• [Work order]: Your answer should hold all lines of the entries that include the word "building".

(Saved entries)
========

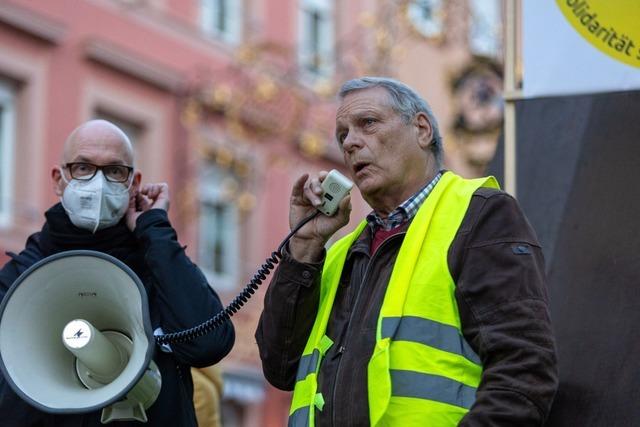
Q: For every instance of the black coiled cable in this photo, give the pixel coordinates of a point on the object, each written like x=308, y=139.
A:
x=238, y=301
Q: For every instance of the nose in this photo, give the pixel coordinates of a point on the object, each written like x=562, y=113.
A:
x=352, y=141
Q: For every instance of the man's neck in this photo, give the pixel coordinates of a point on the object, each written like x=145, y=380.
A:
x=388, y=202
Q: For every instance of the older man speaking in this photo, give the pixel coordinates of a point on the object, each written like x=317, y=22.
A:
x=433, y=311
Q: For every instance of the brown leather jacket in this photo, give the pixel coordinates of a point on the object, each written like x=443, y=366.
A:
x=498, y=267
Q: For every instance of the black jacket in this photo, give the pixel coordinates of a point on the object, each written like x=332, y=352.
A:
x=179, y=298
x=498, y=267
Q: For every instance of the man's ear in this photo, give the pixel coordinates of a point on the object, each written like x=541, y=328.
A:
x=135, y=182
x=57, y=181
x=425, y=130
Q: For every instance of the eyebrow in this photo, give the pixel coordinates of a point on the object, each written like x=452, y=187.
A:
x=82, y=159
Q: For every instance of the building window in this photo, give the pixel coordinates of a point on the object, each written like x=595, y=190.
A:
x=222, y=19
x=427, y=17
x=218, y=236
x=7, y=147
x=316, y=37
x=486, y=28
x=134, y=131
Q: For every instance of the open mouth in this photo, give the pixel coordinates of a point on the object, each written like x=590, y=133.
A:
x=359, y=167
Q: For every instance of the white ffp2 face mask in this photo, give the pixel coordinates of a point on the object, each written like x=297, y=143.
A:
x=95, y=204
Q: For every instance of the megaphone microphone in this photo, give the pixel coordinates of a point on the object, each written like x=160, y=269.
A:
x=75, y=337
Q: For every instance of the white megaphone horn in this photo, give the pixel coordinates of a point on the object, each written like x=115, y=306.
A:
x=75, y=337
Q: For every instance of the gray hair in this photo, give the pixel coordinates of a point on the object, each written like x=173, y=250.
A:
x=404, y=100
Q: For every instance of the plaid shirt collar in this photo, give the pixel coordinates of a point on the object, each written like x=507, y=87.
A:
x=406, y=211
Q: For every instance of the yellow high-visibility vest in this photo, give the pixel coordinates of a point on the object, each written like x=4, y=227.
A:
x=422, y=371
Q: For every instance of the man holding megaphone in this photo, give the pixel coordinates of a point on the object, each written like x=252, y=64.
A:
x=103, y=207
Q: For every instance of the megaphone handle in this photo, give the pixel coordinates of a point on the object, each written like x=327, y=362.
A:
x=239, y=300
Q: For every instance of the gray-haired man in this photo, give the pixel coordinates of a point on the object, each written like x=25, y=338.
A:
x=433, y=311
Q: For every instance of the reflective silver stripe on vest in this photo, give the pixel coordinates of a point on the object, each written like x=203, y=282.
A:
x=431, y=387
x=429, y=332
x=308, y=365
x=299, y=418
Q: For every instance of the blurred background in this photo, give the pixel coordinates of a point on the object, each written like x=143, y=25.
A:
x=229, y=101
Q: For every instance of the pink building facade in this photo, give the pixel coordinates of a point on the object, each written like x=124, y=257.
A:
x=227, y=101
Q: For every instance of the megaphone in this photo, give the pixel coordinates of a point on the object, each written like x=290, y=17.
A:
x=75, y=337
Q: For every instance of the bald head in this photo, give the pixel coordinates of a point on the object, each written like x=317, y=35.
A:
x=97, y=136
x=100, y=143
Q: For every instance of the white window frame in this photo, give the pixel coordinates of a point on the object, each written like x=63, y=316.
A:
x=430, y=28
x=325, y=40
x=486, y=28
x=211, y=193
x=209, y=12
x=7, y=150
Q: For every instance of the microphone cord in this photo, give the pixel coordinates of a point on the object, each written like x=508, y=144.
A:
x=239, y=300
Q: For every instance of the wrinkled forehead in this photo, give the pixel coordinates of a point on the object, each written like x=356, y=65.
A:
x=99, y=147
x=374, y=100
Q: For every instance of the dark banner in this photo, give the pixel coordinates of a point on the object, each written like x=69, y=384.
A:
x=579, y=183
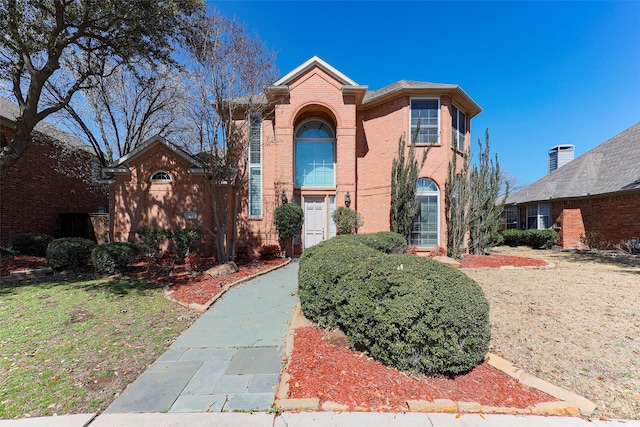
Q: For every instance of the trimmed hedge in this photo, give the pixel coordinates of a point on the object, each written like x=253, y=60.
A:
x=409, y=312
x=113, y=257
x=32, y=244
x=536, y=239
x=69, y=253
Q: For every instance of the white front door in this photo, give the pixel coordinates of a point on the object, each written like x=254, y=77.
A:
x=315, y=220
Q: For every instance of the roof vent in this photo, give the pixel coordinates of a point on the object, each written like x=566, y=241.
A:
x=560, y=155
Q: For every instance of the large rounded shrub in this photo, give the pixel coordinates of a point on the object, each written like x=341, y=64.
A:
x=408, y=312
x=113, y=257
x=32, y=244
x=69, y=253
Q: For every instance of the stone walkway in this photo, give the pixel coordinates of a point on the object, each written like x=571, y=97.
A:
x=228, y=360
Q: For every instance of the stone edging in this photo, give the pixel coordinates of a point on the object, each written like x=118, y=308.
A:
x=204, y=307
x=570, y=403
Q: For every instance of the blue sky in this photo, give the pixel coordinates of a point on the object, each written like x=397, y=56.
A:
x=545, y=73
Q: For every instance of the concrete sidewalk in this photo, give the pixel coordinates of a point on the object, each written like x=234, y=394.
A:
x=305, y=419
x=228, y=360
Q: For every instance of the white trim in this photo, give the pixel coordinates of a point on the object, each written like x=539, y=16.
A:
x=311, y=62
x=437, y=98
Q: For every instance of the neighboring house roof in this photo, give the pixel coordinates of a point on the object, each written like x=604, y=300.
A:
x=10, y=111
x=120, y=165
x=611, y=167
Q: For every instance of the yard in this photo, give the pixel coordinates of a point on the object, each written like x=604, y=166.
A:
x=71, y=346
x=576, y=325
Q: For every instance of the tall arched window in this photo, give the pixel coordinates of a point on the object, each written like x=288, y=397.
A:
x=161, y=176
x=424, y=233
x=315, y=155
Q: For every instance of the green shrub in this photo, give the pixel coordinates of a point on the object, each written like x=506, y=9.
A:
x=113, y=257
x=408, y=312
x=69, y=253
x=288, y=219
x=347, y=220
x=185, y=241
x=32, y=244
x=536, y=239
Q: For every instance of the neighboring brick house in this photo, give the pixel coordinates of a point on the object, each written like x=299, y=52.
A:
x=324, y=140
x=597, y=194
x=51, y=188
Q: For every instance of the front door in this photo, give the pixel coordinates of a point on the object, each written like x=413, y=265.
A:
x=315, y=220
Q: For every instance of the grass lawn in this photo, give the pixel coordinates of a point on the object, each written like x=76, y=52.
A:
x=72, y=347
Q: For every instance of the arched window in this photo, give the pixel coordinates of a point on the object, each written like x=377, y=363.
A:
x=426, y=224
x=161, y=176
x=315, y=155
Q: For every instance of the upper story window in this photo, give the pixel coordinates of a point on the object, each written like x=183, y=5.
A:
x=161, y=176
x=255, y=165
x=425, y=112
x=315, y=155
x=458, y=128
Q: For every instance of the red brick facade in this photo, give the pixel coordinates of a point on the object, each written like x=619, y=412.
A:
x=45, y=185
x=365, y=144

========

• [The completed task]:
Q: For every instance of the building window in this photo, give the pixel coordinates of a point on the object, each written like x=595, y=190.
Q: For every instance of the pink building facade in this photo, give the pixel coordinates of a point on the object, each written like x=124, y=257.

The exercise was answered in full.